ACTION ITEM: From the listing below, copy every line with the word "query".

DATA PROVIDED:
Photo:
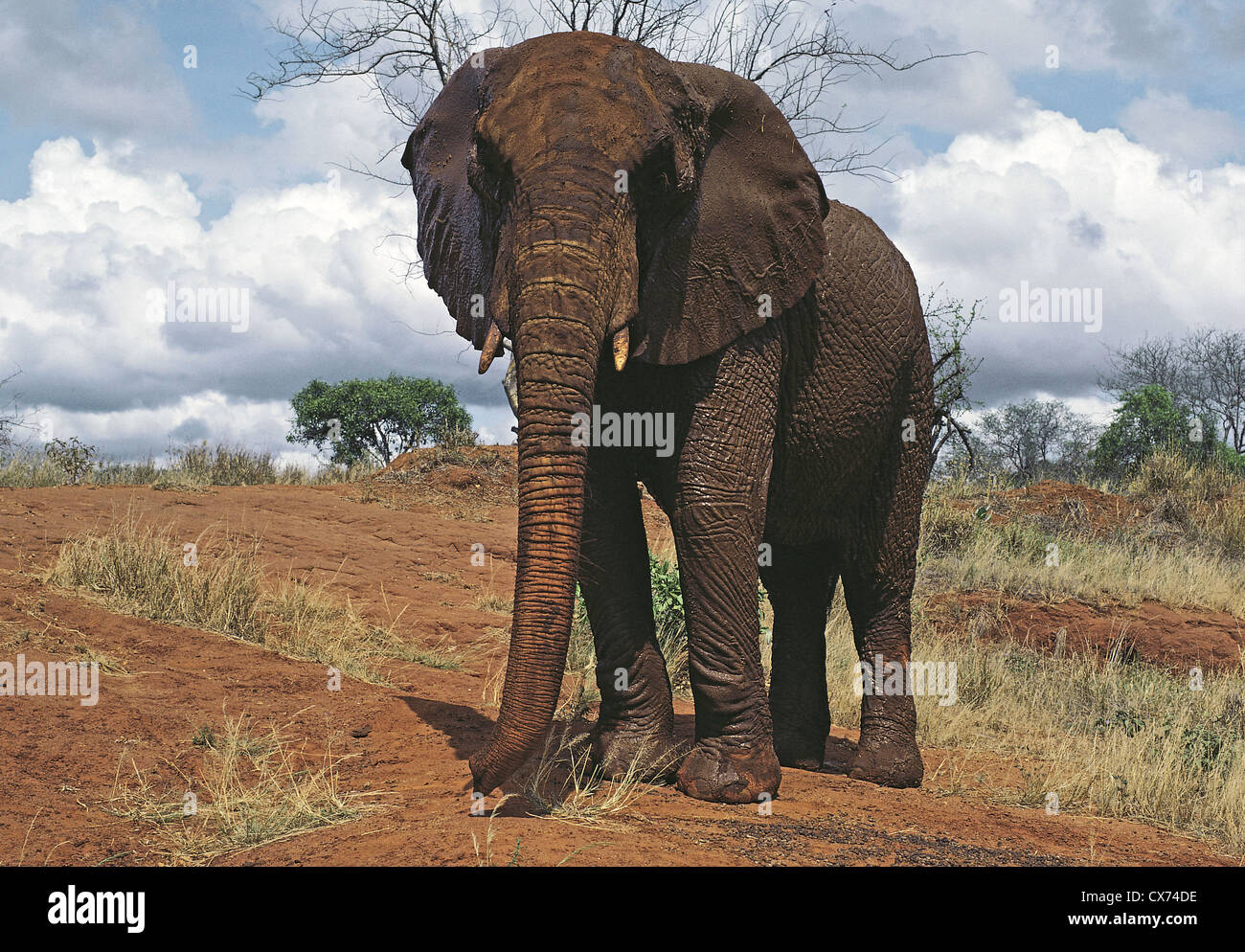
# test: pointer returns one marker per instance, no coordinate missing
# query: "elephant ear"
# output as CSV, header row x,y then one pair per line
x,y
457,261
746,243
---
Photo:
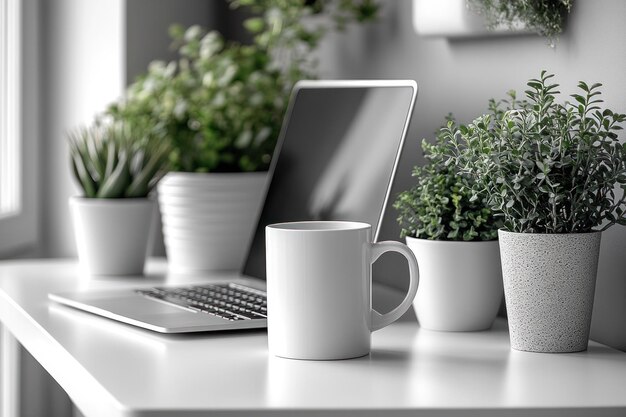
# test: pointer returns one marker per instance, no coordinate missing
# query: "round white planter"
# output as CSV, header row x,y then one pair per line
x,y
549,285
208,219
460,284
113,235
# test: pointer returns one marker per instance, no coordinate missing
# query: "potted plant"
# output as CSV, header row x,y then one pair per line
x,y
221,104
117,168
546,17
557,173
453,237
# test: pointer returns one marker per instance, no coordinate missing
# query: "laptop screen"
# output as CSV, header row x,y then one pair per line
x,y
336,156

EXERCISE RESULT:
# query: "elephant ear"
# query: "round white planter"
# query: "potted plant"
# query: "laptop screen"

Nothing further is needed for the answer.